Sene tertipleri üzerinde borcun taksimi yerine, sermaye üzerinden borcun taksimi ile esas borç toplamı bir hayli azaltılmıştır. Diğer taraftan bu borçlar, Osmanlı İmparatorluğu’ndan ayrılan devletlere de gelirle orantılı olarak bölünmüştür. Ayrıca, Osmanlı İmparatorluğunun Almanya, Avusturya, Macaristan ve Bulgaristan’a olan borçları bu devletlerle de yapılan antlaşmalarla 1.Dünya Savaşı’nın galiplerine devredilmiştir.

Osmanlı kamu borçlarının diğer çetin bir safhası ödeyeceğimiz borçların hangi para ile ödenmesi hususunda kendini göstermiştir. Karşı taraf bunu altın veya sterlin olarak talep etmiştir. Türk tarafı, Türk parası ve Fransız frangı olarak ödemeyi teklif etmiş, aradaki farkın muazzam meblağlara varmasına rağmen, burada da Türkiye’nin görüşü kabul edilmiştir.

Boğazlar

Lozan’da imza olunan en önemli belgelerden biri de, Türk Boğazlarının statüsü ile ilgili sözleşmedir. Boğazlar sorunu, antlaşmanın 23. maddesinde yer almış, Barış Antlaşması’na ek Lozan Boğazlar Sözleşmesi ile ayrıca ayrıntılı olarak düzenlenmiştir. Boğazlardan serbest geçişi, Boğazlar Komisyonunun kurulmasını, boğazların ve civarının askersiz hale getirilmesini hedef tutan ve Milletler Cemiyeti’nin de garantisini sağlayan hükümleri içeren bu sözleşme, 1936’da Montrö (Montreux) Boğazlar Sözleşmesi ile değiştirilmiştir. Milli egemenliği sınırlayıcı hükümler kaldırılmış, milli çıkarlarımıza uygun hale getirilmiştir.

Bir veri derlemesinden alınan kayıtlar

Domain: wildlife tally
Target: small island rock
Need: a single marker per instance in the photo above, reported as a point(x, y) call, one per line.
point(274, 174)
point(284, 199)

Yazılı görev:
Lozan Antlaşması'na ilişkin metinde "Sene tertipleri üzerinde" sözcüklerini içeren yerle açılıp "görüşü kabul edilmiştir." ile kapanan kısmı hiç değiştirmeden yazın. Bu kayıtlar kullanılmayacaktır.

Beklenen cevap:
Sene tertipleri üzerinde borcun taksimi yerine, sermaye üzerinden borcun taksimi ile esas borç toplamı bir hayli azaltılmıştır. Diğer taraftan bu borçlar, Osmanlı İmparatorluğu’ndan ayrılan devletlere de gelirle orantılı olarak bölünmüştür. Ayrıca, Osmanlı İmparatorluğunun Almanya, Avusturya, Macaristan ve Bulgaristan’a olan borçları bu devletlerle de yapılan antlaşmalarla 1.Dünya Savaşı’nın galiplerine devredilmiştir.

Osmanlı kamu borçlarının diğer çetin bir safhası ödeyeceğimiz borçların hangi para ile ödenmesi hususunda kendini göstermiştir. Karşı taraf bunu altın veya sterlin olarak talep etmiştir. Türk tarafı, Türk parası ve Fransız frangı olarak ödemeyi teklif etmiş, aradaki farkın muazzam meblağlara varmasına rağmen, burada da Türkiye’nin görüşü kabul edilmiştir.